Lifecycle assessments of the nuclear power sector typically consider greenhouse gas emissions and waste management issues. A largely neglected component of such environmental impact analyses has been evaluated by researchers from Ritsumeikan University, Japan: total material requirement (TMR) from uranium mining through spent fuel management phases.

The cradle to grave assessment reported in the Journal of Cleaner Production focuses on the life cycle resource use of nuclear power generation for 1 kWh based on uranium fuel. Both open and closed fuel cycles were considered, as were open-pit mining, underground mining and in situ leaching approaches to uranium extraction.

Source: Ritsumeikan UniversitySource: Ritsumeikan University

Mining intensity, expressed as the TMR coefficient, was highest for enriched uranium fuel, followed by nuclear fuel, reprocessed uranium fuel, mixed oxide fuel and yellow-cake. The grade of uranium ore was observed to have a large impact on the TMR coefficient, indicating that TMR varied significantly with different mining methods. In situ leaching had the lowest TMR. A closed cycle that reprocesses uranium fuel consumes 26% less resources than an open cycle that does not reuse its by-products.

======

YOUR TASKS:
a - In the nuclear power passage, which uranium extraction approach had the lowest TMR?
b - Resume the nuclear power passage, starting after its last sentence.
The material that comes after this passage has no connection to it.

INFORMATION SHOWN:
======

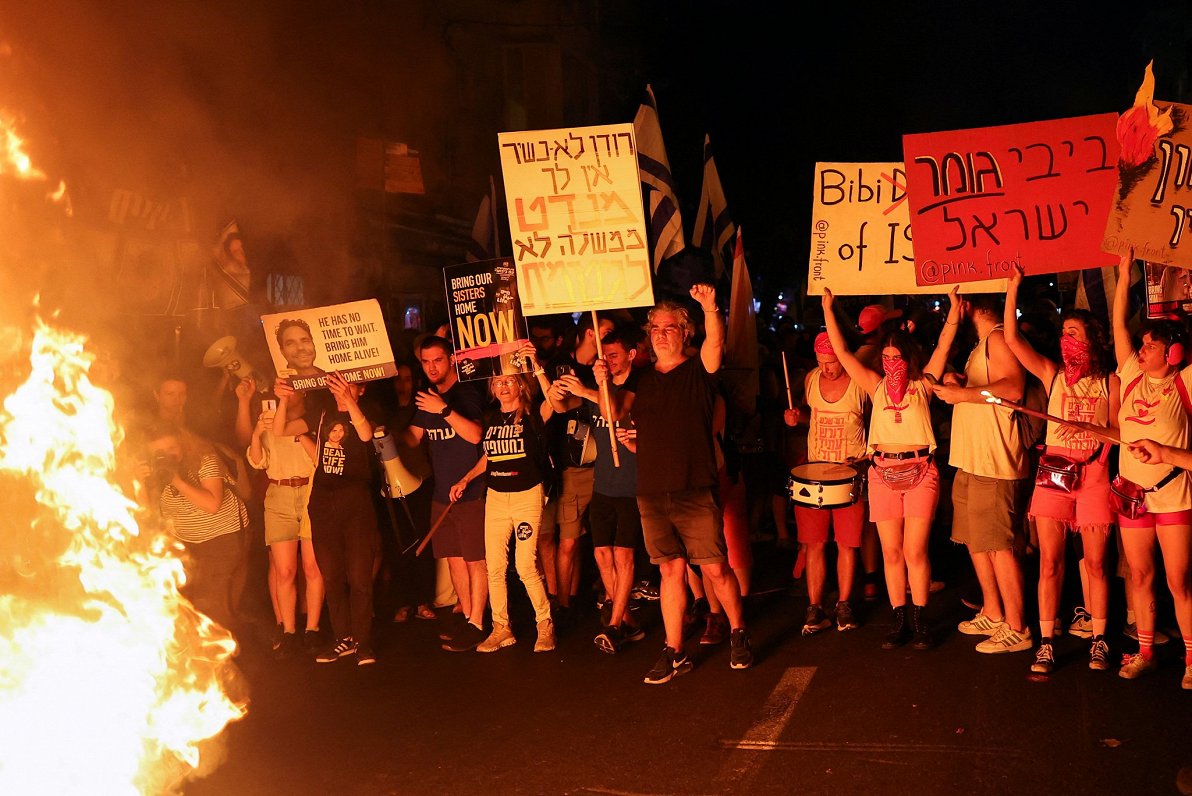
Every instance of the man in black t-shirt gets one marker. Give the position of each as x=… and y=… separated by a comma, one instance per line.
x=448, y=416
x=672, y=406
x=571, y=373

======

EXERCISE ANSWERS:
a - In situ leaching had the lowest TMR.

b -
Notably, natural resource use of nuclear power generation was similar to that of renewable energy and markedly lower than that of thermal power generation. The researchers concluded that the TMR and greenhouse gas emissions of nuclear power generation are considerably lower than that commonly deployed thermal power generation technologies, making it an environmentally favorable source of power generation.